Norwegian mining company

Sulitjelma Mines (Sulitjelma gruber) was a Norwegian mining company that extracted copper, pyrite, and zinc at Sulitjelma in Fauske Municipality in Nordland county, Norway. Operations started with a test mine in 1887. From 1891 to 1933, the business was registered as a Swedish company called Sulitelma Aktiebolags Gruber. From 1933 to 1983, it was registered as a Norwegian company called A/S Sulitjelma Gruber, and from 1983 until it was shut down in 1991 the company was state-owned and was named Sulitjelma Bergverk AS.

Chalcopyrite was found by the Sami Mons Andreas Petersen around 1858, but due to the very remote location of the place there was skepticism that the deposits could be commercially viable. It was only when the Swedish industrialist and consul Nils Persson gained interest in the ore deposits in 1886 that progress was made in developing mining in Sulitelma. The company Sulitelma Aktiebolags Gruber was founded in 1891. That same year, the narrow-gauge Sulitjelma Line was built. An electric power station was built in 1893, soon followed by a copper smelter. Until 1956, copper and semi-finished products were transported by train and steamship to the port at Finneid. Transport was an expensive part of the operations throughout the history of the mining company.

→ Work request:
Answer these questions from the text on Sulitjelma Mines.
1. In what year did operations start with a test mine?
2. Who found chalcopyrite around 1858?
3. Until what year were copper and semi-finished products carried by train and steamship to the port at Finneid?
You won't need the lines that come next.

→ Data extracts:
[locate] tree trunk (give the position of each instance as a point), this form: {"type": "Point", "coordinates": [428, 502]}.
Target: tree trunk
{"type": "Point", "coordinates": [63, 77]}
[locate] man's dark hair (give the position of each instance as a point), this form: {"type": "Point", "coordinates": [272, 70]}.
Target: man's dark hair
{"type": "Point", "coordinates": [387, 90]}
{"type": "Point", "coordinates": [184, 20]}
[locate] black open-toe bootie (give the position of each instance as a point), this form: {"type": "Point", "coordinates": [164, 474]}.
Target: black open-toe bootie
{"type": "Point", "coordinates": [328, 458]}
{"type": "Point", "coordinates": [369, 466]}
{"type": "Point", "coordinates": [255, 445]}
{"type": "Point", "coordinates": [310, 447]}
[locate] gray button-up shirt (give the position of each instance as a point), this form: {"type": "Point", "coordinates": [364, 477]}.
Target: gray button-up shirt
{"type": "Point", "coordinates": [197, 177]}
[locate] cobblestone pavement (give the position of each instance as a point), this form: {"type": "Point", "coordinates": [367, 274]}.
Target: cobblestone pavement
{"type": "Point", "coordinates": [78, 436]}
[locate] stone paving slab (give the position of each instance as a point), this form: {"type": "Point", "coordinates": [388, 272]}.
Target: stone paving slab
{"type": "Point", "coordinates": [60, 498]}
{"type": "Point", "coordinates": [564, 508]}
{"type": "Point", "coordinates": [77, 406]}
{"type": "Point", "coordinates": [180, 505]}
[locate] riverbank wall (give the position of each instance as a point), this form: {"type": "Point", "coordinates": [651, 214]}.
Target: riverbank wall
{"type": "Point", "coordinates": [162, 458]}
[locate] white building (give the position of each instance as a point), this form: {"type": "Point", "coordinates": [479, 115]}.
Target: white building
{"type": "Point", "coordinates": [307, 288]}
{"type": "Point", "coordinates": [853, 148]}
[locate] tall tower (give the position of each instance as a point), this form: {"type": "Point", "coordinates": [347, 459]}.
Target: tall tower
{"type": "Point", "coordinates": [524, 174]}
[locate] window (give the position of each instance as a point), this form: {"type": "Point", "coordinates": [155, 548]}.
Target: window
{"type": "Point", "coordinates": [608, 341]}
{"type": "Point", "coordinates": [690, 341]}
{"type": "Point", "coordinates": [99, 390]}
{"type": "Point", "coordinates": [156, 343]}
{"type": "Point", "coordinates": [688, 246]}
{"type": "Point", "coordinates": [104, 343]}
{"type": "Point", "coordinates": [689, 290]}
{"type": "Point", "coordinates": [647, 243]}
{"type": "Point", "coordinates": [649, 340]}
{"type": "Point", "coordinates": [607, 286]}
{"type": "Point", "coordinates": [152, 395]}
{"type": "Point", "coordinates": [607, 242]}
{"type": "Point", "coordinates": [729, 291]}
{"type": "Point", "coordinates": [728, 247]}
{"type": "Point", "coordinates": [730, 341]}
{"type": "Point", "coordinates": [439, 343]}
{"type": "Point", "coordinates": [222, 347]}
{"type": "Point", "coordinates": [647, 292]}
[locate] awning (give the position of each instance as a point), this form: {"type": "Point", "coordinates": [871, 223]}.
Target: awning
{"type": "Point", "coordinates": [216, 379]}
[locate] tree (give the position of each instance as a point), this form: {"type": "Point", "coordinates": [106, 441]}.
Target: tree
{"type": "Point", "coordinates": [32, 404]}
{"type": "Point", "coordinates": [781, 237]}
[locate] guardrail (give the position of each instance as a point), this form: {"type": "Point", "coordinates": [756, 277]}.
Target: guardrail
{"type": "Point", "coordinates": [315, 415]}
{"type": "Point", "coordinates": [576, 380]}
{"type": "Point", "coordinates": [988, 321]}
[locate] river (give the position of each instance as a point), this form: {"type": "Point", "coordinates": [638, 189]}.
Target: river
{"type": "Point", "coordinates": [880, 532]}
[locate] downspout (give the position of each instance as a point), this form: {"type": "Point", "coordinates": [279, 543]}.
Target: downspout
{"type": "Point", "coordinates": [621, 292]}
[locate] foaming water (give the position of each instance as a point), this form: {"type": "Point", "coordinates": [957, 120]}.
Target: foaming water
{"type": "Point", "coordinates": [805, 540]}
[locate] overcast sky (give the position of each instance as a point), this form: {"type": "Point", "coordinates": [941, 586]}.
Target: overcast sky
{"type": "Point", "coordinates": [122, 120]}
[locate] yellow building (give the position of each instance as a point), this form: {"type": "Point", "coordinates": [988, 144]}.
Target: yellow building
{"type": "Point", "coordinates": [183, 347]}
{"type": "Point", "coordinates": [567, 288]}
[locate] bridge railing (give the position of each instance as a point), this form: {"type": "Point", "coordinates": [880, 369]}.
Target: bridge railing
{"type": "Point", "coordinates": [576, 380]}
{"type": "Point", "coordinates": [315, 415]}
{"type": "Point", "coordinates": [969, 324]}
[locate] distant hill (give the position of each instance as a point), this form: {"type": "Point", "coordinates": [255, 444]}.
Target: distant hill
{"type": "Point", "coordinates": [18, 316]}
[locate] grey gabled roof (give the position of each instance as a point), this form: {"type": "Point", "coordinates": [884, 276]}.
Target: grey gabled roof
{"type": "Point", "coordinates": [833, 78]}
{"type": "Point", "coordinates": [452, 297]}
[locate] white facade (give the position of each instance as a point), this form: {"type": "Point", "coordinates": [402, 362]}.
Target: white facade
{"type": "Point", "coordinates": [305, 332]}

→ Exercise response:
1. 1887
2. The Sami Mons Andreas Petersen
3. 1956